PROBLEM TO SOLVE: Pull out each line of the listing below that contains the word "flower".

_____

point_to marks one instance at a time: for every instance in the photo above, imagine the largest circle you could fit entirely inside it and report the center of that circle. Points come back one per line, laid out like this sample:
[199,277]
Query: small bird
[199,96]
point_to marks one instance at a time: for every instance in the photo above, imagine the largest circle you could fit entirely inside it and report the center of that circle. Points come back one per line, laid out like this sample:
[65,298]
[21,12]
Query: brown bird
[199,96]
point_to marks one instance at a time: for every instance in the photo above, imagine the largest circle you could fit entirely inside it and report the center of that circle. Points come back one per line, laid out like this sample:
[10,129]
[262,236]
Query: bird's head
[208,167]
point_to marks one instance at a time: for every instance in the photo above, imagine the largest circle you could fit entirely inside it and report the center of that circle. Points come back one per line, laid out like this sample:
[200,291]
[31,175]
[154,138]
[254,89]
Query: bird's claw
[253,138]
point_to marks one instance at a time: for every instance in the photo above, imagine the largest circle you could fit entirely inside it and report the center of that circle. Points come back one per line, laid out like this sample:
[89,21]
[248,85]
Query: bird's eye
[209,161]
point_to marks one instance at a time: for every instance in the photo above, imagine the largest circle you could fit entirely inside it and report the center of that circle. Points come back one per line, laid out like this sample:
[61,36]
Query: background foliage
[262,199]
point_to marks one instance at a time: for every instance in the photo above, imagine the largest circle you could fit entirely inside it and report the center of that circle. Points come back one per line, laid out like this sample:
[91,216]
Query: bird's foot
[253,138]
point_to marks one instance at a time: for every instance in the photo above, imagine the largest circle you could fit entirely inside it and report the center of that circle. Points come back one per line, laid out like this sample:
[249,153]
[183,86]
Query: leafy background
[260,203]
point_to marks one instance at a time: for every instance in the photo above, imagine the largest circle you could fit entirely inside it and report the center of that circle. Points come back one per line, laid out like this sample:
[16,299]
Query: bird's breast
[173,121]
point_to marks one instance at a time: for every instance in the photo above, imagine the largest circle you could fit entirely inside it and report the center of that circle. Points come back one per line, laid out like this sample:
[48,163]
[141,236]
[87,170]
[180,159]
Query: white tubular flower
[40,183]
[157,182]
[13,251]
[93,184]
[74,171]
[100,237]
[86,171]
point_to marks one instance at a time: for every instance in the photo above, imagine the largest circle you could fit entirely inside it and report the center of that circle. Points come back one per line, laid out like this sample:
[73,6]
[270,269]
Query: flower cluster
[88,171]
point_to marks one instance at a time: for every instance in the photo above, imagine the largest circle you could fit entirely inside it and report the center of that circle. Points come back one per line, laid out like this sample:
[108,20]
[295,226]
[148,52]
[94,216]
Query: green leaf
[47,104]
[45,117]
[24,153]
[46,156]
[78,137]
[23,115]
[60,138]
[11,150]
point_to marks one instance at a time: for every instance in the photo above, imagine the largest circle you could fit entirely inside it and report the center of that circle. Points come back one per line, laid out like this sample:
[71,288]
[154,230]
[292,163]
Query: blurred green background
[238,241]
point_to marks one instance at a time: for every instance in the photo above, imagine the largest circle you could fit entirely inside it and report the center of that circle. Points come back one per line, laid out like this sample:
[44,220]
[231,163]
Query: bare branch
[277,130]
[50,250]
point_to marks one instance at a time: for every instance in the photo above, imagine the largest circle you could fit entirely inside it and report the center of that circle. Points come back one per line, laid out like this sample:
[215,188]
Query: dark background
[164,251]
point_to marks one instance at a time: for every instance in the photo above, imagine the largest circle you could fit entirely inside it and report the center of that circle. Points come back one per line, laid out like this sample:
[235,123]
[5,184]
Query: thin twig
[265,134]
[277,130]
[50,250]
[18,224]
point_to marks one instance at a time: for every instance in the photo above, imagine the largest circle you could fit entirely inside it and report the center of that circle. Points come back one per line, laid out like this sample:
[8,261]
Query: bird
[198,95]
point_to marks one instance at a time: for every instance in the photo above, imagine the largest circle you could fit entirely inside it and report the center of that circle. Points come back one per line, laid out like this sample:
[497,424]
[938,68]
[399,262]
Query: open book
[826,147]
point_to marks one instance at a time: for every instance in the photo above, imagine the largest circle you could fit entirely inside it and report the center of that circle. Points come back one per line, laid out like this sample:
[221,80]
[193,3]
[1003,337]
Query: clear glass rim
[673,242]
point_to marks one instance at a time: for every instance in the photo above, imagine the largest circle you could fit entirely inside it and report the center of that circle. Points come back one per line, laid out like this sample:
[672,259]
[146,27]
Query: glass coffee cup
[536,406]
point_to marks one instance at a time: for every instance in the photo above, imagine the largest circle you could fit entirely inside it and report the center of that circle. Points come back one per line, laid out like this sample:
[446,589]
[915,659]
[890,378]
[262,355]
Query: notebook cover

_____

EXERCISE ANSWER:
Query: white tubular flower
Query: flower cluster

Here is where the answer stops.